About this exercise: The records, repeated exactly and in full, are the expected answer.

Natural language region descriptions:
══════════
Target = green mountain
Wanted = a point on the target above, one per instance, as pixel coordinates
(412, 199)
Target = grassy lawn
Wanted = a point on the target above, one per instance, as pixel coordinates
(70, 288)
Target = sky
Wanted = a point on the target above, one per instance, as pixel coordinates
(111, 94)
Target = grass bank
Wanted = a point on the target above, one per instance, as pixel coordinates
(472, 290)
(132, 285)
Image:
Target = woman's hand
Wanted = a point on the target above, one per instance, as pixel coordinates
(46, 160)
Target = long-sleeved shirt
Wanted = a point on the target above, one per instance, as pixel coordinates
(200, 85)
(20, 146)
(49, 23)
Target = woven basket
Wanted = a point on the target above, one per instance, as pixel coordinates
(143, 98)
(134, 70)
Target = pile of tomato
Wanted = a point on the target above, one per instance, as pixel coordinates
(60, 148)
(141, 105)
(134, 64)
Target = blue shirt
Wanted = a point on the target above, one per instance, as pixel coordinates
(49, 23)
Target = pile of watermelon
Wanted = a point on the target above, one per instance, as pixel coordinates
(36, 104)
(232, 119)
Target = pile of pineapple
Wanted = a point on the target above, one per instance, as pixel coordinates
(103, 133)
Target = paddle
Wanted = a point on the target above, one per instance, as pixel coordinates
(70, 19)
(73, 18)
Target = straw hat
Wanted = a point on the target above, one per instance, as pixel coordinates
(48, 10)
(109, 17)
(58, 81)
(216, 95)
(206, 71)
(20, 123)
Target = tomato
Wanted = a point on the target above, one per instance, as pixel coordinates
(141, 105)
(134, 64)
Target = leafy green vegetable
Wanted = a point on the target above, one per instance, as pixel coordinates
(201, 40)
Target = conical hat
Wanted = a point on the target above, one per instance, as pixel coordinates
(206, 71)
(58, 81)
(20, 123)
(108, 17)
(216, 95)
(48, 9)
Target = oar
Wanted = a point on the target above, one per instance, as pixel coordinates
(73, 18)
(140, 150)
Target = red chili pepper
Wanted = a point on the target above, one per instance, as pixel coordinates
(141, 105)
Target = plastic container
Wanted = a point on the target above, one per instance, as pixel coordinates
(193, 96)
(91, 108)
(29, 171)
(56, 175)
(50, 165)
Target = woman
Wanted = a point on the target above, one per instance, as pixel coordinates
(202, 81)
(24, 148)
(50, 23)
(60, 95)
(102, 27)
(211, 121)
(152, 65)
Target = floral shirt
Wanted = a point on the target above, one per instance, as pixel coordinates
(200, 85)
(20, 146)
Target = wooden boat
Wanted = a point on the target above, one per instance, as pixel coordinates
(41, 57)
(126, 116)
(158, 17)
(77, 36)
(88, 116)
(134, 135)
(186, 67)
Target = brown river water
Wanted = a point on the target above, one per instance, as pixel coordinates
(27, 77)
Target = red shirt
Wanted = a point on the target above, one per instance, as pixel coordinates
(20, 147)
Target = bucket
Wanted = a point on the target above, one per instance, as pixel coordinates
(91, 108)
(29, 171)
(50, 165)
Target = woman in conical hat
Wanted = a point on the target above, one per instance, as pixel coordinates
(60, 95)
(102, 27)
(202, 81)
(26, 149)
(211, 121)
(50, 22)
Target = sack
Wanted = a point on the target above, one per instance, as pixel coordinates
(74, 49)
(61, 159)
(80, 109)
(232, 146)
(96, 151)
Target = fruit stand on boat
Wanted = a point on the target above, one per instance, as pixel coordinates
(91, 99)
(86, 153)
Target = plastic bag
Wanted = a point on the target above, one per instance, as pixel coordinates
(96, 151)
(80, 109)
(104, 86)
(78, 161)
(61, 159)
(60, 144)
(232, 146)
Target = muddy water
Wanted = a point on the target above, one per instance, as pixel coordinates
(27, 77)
══════════
Reply:
Target = green mountain
Wanted = a point on the target above, one per instance, as pixel coordinates
(412, 199)
Target = grassy lawn
Wanted = a point on the target above, one per instance, as pixel coordinates
(70, 288)
Target = sky
Wanted = a point on the target above, one per instance, as pixel coordinates
(111, 94)
Target = grass bank
Wanted = a point on the target above, one per instance, as pixel coordinates
(472, 290)
(132, 285)
Image:
Target = woman's hand
Wanted = a point on the target above, one per instance, as pixel coordinates
(46, 160)
Target = long-sleeved shirt
Wanted = a point on the target above, one per instance, as pixel coordinates
(200, 85)
(20, 146)
(49, 23)
Target = woven basket
Wanted = a point on the target above, one per instance, as pixel coordinates
(143, 98)
(134, 70)
Target = pile of tomato
Wanted = a point on the target above, one per instance, as pixel coordinates
(60, 148)
(141, 105)
(134, 64)
Target = blue shirt
Wanted = a point on the target above, one per instance, as pixel coordinates
(49, 23)
Target = pile of watermelon
Wanted = a point on the target above, one per instance, as pixel coordinates
(36, 104)
(232, 119)
Target = pile of pineapple
Wanted = a point on the target above, one per instance, as pixel coordinates
(103, 133)
Target = paddle
Wanted = a point on the target above, one per instance, as pixel coordinates
(70, 19)
(73, 18)
Target = straw hat
Wanted = a point on the target above, one per instance, as pixel coordinates
(48, 10)
(109, 17)
(58, 81)
(216, 95)
(206, 71)
(20, 123)
Target = tomato
Wanted = a point on the target above, one per instance, as pixel coordinates
(141, 105)
(134, 64)
Target = leafy green vegetable
Wanted = a point on the target above, one per instance, as pixel coordinates
(201, 40)
Target = conical hat
Wanted = a point on the target above, one per instance, as pixel coordinates
(206, 71)
(58, 81)
(20, 123)
(108, 17)
(216, 95)
(48, 9)
Target = oar
Wanted = a point on the target above, one per instance, as pixel coordinates
(73, 18)
(140, 150)
Target = red chili pepper
Wanted = a point on the target above, one per instance, as pixel coordinates
(141, 105)
Target = plastic container
Wanted = a point on the target above, one per instance, as pixel coordinates
(193, 96)
(91, 108)
(29, 171)
(56, 175)
(50, 165)
Target = woman
Wanted = a point on the target above, one per instance, as pixel coordinates
(202, 81)
(24, 148)
(50, 23)
(60, 95)
(102, 27)
(211, 121)
(152, 65)
Target = floral shirt
Wanted = a point on the target above, one per instance, as pixel coordinates
(200, 85)
(20, 146)
Target = wooden boat
Wanted = a point on the target above, one per instance, as pixel coordinates
(41, 57)
(126, 116)
(158, 17)
(77, 36)
(88, 116)
(134, 135)
(186, 67)
Target = brown river water
Wanted = a point on the target above, one per instance, as pixel coordinates
(27, 77)
Target = red shirt
Wanted = a point on the target above, one per instance, as pixel coordinates
(20, 147)
Target = bucket
Wanted = a point on the target above, one per instance, as pixel coordinates
(91, 108)
(29, 171)
(50, 165)
Target = woman in conical hat
Wanted = a point on the target above, one per instance, as pixel coordinates
(60, 95)
(102, 27)
(202, 81)
(26, 149)
(211, 121)
(50, 22)
Target = sack
Wanted = a point on the target above, one per instance, as pixel coordinates
(74, 49)
(61, 159)
(80, 109)
(232, 146)
(96, 151)
Target = fruit stand on boat
Wanted = a point on the target above, one per instance, as pixel coordinates
(91, 99)
(86, 153)
Target = plastic bag
Wanted = a point on the target above, one per instance, as pixel coordinates
(96, 151)
(80, 109)
(104, 86)
(78, 161)
(61, 159)
(60, 144)
(232, 146)
Target = muddy water
Wanted = a point on the target above, one per instance, as pixel coordinates
(27, 77)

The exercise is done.